Task statement:
Leave every image behind and restate the data word for word.

══════

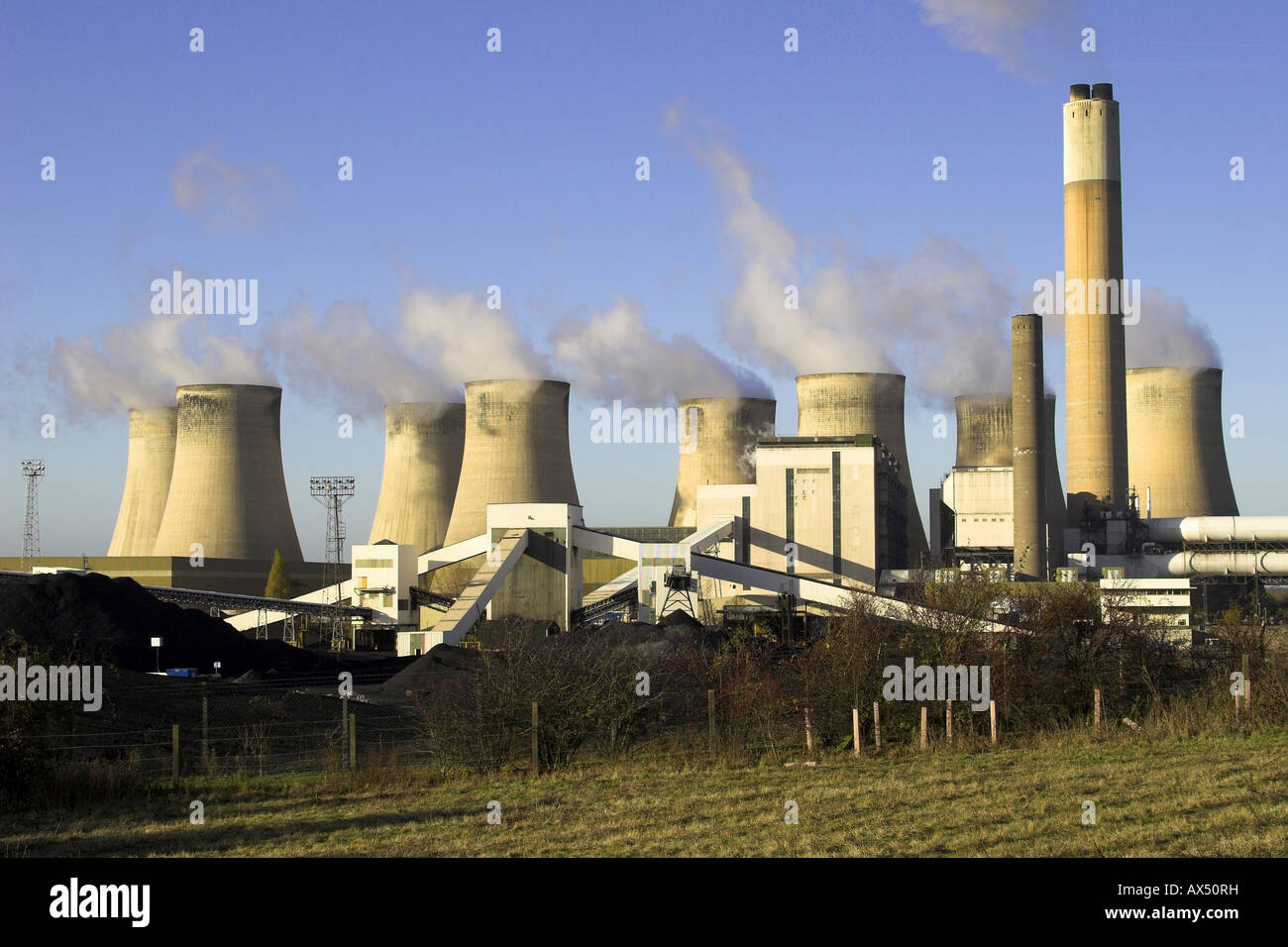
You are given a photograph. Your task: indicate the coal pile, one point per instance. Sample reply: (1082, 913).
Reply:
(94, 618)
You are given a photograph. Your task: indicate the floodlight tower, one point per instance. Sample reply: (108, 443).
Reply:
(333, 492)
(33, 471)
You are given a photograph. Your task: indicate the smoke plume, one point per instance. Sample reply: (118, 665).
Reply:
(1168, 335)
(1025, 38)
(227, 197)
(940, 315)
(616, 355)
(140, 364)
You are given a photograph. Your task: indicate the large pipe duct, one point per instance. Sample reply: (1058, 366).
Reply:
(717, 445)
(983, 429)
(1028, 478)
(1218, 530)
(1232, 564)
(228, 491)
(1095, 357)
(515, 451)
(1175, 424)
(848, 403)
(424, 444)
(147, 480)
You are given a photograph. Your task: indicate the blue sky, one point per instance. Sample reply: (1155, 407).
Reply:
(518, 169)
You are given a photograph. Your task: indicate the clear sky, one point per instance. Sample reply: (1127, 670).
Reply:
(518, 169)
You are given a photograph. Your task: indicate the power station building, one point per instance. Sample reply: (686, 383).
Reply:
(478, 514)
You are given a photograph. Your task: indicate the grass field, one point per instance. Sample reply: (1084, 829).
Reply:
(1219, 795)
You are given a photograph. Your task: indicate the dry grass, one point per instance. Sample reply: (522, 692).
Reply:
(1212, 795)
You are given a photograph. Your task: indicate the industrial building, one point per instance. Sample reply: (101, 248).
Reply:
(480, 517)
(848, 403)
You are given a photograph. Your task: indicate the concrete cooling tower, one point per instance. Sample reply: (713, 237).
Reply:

══════

Exercise result:
You are given a photograph. Your task: indicate the coal pile, one point per instance. Sample reply: (1082, 913).
Reply:
(94, 618)
You are given a photograph. Your task: indicate the floodlight tower, one point per instance. Sample reply: (108, 443).
Reply:
(333, 492)
(33, 471)
You are given a photograph. Your task: indicate the smoke plume, one point per instance. Sample reply: (118, 665).
Reply:
(1168, 335)
(1025, 38)
(227, 197)
(940, 315)
(616, 355)
(140, 364)
You are given a photograph. Your task: indicate the large pipe duct, one point per instance. Sample reply: (1058, 366).
Reply:
(717, 445)
(983, 429)
(1028, 478)
(1218, 530)
(1232, 564)
(228, 491)
(1095, 357)
(515, 451)
(1175, 424)
(848, 403)
(424, 444)
(147, 480)
You are given a photograph. Your task: indicate the blue sky, one point per instance. Sample reply: (1155, 407).
Reply:
(518, 169)
You are given a photograph. Your task: indicate the clear sky, one point per instance. Sample reply: (1127, 670).
Reply:
(518, 169)
You are given a photograph. Your task: indicate the power station building, one point per instance. Sample reply: (686, 383).
Reply:
(478, 514)
You are given a photograph. Your task: indicate the grass field, one point per instance. Sample reply: (1084, 829).
Reply:
(1219, 795)
You are given a photograph. Your task: indicate the dry grass, one point per instance. Sample reply: (522, 692).
Reply:
(1212, 795)
You are given a photograph. Your task: indicate the industrial building, one point per instance. Sample reply: (101, 248).
Reply:
(480, 517)
(848, 403)
You are given a photograph. Your task: indicate the concrete cooling tower, one point per instance. Sample reply: (713, 237).
Reply:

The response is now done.